* _Selected excerpt_:
Matt doesn’t know what caused his low sperm motility. He used to be a smoker, but had given up years before. He drank, but not heavily. There was no history of infertility in his family, and he had never sustained an injury that might have had an impact. Fertility patients are often recommended to make lifestyle modifications and Matt and Laura were determined to give themselves the best chance.
“We had a drastic lifestyle change,” says Matt, who gave up alcohol in an attempt to boost his fertility. Together, they were exercising four times a week, being strict about their diet, getting early nights and trying to limit work stress. “It sounds dramatic, but you are looking down the barrel of a gun over whether you can have a family or not. We were doing everything to get ourselves into the best position.”
The couple were in Prague when they discovered that their first round of treatment had worked. “When we did the first pregnancy test and it came up positive, we told ourselves we had to take deep breaths. You don’t want to get carried away, but you do anyway. We were very happy.”
They continued to get positive pregnancy tests until a viability scan at eight weeks revealed that there was no heartbeat. “That was probably my lowest point,” says Matt. “You’ve gone through the process, you start something, you get the right results. It was horrible. A really tough couple of months. My nature isn’t to worry about what people think, but I just couldn’t bring myself to open up about it with anyone.”
Laura encouraged Matt to see a counsellor, but it didn’t work out. Friends and family knew what they were going through, but Matt found it difficult to talk openly. According to Fielding, this is common. “Men believe they should be fertile, and this means they feel they can’t open up in a testosterone-fuelled environment like a gym, or a pub, or five-a-side football. So they don’t get peer support in the way women do. When a woman talks about her fertility, other people will be having the same experiences and it gets normalised. But men tend to keep it inside and then they feel there is something wrong with them.”
Not wanting to lose momentum, they prepared for a second round a couple of months after Laura’s miscarriage. This time, the eggs were of a lower quality, so they agreed with the clinic that two embryos would be implanted. However, after an initial positive pregnancy test, Laura went on to have a second miscarriage. “We weren’t as devastated as we were with the first [miscarriage]. We were hardened by the first experience, and it was so raw still.”

* _Work request_:
Continue the account above of Matt and Laura's fertility treatment, starting right after its final paragraph.

* _Record extracts_:

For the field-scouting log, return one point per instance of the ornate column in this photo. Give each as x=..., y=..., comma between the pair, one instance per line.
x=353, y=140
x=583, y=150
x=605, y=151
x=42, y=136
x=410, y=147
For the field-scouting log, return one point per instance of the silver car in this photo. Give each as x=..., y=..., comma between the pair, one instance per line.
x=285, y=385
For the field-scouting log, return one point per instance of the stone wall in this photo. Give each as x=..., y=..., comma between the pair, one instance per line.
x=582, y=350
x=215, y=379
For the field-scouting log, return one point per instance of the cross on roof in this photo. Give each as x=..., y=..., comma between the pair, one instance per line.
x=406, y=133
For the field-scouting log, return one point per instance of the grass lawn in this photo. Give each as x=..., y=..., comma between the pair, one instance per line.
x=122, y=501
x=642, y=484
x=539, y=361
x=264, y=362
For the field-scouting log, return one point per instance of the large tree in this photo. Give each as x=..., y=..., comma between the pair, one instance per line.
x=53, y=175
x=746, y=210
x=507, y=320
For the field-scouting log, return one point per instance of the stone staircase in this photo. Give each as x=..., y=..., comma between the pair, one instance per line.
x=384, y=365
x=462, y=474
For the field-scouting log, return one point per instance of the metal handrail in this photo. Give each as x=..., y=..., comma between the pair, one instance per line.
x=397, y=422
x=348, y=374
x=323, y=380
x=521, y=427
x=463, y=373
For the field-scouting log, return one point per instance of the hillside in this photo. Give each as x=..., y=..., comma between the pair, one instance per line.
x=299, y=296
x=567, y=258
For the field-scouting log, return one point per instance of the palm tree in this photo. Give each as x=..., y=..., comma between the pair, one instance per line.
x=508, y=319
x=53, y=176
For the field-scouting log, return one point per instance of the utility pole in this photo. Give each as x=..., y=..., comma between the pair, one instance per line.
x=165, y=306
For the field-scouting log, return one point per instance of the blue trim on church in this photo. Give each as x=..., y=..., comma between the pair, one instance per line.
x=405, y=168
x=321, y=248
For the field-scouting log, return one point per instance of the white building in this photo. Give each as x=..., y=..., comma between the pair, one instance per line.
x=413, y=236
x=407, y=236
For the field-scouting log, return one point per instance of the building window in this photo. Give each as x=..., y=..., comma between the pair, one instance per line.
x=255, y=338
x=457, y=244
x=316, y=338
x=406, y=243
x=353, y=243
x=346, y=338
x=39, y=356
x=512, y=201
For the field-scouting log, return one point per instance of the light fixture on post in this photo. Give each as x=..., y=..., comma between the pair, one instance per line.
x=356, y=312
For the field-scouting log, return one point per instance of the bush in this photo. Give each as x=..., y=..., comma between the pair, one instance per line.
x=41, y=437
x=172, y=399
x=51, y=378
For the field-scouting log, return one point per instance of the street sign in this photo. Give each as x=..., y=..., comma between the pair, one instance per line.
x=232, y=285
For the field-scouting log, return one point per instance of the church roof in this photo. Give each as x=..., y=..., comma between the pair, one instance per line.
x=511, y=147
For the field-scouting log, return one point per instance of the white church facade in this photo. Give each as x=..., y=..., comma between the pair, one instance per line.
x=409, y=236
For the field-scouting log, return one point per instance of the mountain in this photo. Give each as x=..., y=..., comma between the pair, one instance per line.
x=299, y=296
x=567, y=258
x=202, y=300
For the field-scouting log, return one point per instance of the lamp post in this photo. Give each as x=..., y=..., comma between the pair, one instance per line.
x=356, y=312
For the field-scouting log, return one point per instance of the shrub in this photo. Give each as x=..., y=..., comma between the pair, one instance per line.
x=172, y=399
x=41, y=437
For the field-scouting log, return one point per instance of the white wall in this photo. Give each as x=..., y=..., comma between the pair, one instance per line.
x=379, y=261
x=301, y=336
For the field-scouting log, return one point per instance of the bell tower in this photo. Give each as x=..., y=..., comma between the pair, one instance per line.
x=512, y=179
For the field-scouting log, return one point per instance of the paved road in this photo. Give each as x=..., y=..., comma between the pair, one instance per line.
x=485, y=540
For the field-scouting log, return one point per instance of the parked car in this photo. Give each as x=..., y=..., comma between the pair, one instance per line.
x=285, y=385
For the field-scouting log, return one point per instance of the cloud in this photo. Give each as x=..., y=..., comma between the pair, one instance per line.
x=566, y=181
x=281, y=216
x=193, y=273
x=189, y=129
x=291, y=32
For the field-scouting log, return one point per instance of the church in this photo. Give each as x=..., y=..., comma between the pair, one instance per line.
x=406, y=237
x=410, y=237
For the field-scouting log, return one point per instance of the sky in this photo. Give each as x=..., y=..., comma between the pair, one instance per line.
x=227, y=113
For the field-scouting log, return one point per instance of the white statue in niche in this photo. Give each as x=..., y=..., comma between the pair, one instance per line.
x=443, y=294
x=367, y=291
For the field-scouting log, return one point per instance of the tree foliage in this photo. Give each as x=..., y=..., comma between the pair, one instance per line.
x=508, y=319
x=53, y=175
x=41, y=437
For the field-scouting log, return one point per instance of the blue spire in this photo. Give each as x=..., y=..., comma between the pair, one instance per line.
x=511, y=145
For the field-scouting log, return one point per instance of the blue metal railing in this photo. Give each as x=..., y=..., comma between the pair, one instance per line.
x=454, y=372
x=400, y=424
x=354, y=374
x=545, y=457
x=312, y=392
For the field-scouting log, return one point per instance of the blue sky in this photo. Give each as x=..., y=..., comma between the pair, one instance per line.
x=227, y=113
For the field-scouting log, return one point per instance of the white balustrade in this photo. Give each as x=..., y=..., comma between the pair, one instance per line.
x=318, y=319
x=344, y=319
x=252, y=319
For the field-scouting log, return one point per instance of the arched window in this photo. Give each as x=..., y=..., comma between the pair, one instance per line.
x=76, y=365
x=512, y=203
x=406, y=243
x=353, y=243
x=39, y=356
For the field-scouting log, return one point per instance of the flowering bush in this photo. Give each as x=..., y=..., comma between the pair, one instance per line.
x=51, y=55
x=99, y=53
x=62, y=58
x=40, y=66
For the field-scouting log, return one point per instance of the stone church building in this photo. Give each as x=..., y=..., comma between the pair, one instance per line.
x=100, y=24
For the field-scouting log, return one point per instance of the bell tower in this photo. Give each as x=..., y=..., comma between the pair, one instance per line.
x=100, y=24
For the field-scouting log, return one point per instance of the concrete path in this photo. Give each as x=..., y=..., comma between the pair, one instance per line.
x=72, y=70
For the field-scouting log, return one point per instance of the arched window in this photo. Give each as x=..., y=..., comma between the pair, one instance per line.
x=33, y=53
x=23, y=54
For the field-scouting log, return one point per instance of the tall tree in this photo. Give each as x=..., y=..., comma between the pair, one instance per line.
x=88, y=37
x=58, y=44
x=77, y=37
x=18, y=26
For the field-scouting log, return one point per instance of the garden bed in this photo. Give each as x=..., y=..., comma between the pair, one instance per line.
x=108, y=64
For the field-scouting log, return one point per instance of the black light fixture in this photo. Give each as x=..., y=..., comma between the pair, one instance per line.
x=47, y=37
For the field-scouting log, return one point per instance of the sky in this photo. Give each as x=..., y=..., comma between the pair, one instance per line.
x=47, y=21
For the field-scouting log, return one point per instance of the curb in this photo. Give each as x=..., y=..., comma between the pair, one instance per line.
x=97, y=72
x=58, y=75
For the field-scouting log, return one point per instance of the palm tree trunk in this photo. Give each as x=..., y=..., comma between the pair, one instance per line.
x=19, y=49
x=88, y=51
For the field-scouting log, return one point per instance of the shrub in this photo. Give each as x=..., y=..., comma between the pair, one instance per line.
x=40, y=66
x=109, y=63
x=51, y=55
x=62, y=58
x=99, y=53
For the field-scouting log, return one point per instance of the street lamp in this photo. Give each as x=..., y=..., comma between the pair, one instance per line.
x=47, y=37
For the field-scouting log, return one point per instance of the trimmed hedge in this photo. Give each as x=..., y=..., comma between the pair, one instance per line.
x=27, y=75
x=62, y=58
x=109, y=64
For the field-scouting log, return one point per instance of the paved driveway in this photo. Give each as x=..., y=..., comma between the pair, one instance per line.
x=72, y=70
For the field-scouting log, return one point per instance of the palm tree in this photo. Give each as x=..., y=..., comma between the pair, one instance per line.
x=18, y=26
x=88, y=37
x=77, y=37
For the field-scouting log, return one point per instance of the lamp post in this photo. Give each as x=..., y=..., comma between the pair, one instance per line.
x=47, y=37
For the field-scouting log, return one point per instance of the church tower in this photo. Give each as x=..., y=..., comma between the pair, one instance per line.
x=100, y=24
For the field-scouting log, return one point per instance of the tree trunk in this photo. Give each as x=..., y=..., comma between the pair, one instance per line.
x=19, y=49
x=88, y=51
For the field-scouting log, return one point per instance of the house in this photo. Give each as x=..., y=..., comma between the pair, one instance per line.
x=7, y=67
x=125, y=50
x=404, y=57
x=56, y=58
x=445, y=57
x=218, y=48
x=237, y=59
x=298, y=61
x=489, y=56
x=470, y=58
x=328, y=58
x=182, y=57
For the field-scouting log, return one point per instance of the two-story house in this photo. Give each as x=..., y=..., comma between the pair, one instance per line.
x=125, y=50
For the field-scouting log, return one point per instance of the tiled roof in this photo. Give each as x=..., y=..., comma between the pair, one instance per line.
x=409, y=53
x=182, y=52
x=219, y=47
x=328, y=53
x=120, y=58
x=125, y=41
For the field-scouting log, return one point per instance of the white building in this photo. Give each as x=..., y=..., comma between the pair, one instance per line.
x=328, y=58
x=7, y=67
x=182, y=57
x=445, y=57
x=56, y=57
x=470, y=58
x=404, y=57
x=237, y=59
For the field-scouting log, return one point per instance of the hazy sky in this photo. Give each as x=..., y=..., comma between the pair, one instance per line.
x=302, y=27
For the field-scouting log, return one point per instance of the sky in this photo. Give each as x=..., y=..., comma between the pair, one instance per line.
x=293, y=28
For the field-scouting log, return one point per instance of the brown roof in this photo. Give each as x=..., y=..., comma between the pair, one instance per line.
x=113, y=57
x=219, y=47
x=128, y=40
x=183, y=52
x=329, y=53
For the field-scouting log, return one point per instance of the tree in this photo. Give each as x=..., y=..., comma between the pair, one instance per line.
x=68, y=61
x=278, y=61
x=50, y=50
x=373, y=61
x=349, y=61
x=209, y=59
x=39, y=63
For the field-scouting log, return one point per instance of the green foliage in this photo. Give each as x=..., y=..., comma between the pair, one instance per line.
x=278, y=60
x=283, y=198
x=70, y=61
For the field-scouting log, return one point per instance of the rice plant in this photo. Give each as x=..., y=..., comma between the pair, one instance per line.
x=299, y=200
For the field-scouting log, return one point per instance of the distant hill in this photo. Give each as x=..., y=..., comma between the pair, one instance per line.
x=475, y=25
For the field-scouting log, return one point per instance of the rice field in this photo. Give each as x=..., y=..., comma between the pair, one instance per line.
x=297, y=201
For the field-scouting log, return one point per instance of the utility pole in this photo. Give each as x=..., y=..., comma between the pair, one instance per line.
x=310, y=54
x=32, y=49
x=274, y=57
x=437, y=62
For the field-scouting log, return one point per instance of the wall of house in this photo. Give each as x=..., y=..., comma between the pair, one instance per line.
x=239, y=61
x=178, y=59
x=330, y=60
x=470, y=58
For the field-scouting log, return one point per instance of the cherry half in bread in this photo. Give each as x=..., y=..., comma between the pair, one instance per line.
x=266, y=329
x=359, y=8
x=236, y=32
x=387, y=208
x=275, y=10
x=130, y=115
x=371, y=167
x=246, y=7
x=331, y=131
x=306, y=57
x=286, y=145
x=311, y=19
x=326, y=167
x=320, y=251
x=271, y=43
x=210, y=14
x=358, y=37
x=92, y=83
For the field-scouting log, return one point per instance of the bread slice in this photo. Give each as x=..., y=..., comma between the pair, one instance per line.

* _Result_:
Matt and Laura had one NHS-funded round of IVF left. “We agreed to give ourselves a year to relax. We went on holiday, had a great Christmas. But it was an emotional rollercoaster and both of us were up and down. With IVF, it is always there. You can never let go. Your life is always waiting on something else.”
In 2018, they tried IVF again and it was successful. The pregnancy was straightforward, but Matt and Laura couldn’t fully enjoy it. “There was a blend of emotions and 20 per cent of that was waiting for something to go wrong.” Despite their fears, their daughter, Elle, was born in April 2019. “It was breathtaking,” says Matt. “There is nothing in this world that can equate to seeing her for the first time. It was perfect, and I had an immense sense of relief that she was here.”
Three years later, the couple did another round of IVF, using a frozen embryo. Their son, Louis, was born in November 2022. “It didn’t make everything we had gone through insignificant, but it definitely took the edge off. When you are in the trenches, it is the worst place in the world. But obviously if you get that happy ending, you can look back and say it was worth every injection, every appointment.”
Matt believes we need to break the silence around male infertility. “It took me a while not to be ashamed about it, but now I am very open that the problem was mine. It needs to be spoken about, because when you are on your own it can be a very dark place. Sometimes all you need is to know that someone else is going through something similar and it makes that dark place a little bit lighter.”